> [Provided text]:
Heart Healthy LivingHuman heart is a very special muscle about the size of a fist. Its job is to push blood through our whole body at the rate of 10 liters a minute. Every time our heart beats, it squeezes and pushes blood out of the heart. The blood goes into thin tubes called blood vessels. These vessels carry the blood through our body. The heart keeps pumping blood through our body all the time. The heart keeps beating even when we sleep.

Generally, our heart beats around 70 times per minutes or just over 4,000 times per hour (70 x 60 = 4,200). On average, our heart beats 100,000 times each day, about 35 million times a year, 2.5 billion times in a lifetime. Sometimes our heart beats faster and sometimes it beats slower. The heart rests for a moment between heartbeats. The total amount of time the heart rests in one day adds up to more than 5 hours. When we grow up, our heart will pump about 10,000 quarts or 2,500 gallons of blood each day and pumps more than 1 million barrels of blood in a lifetime.

These numbers can change, however, depending on blood pressure, heart conditions, exercise and many other factors. It is easy to see why taking care of our heart is important to our health. When the heart is not working properly, the rest of the body suffers. We can exercise our heart just like any other muscle. Exercise makes our heart stronger. Then it can push more blood around our body with each beat.

> [Information provided]:
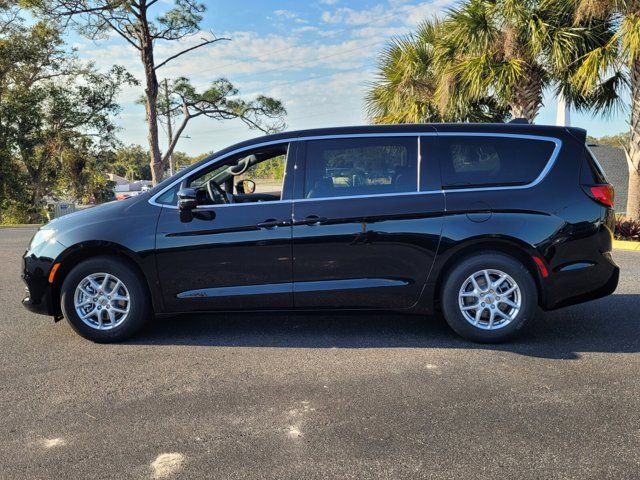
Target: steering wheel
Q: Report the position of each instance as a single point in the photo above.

> [What to work on]:
**A.** According to the heart passage, how much total time does the heart rest in one day?
**B.** Say whether each statement agrees with the heart passage, answering yes or no and quoting the words that decide it: (i) The heart stops beating while we sleep. (ii) Exercise makes the heart stronger. (iii) The heart is about the size of a fist.
**C.** Write out the part of the heart passage starting at "Heart Healthy LivingHuman" and ending at "when we sleep.".

> [Numbered responses]:
**A.** More than 5 hours.

**B.**
(i) No: "The heart keeps beating even when we sleep."
(ii) Yes: "Exercise makes our heart stronger."
(iii) Yes: "about the size of a fist"

**C.**
Heart Healthy LivingHuman heart is a very special muscle about the size of a fist. Its job is to push blood through our whole body at the rate of 10 liters a minute. Every time our heart beats, it squeezes and pushes blood out of the heart. The blood goes into thin tubes called blood vessels. These vessels carry the blood through our body. The heart keeps pumping blood through our body all the time. The heart keeps beating even when we sleep.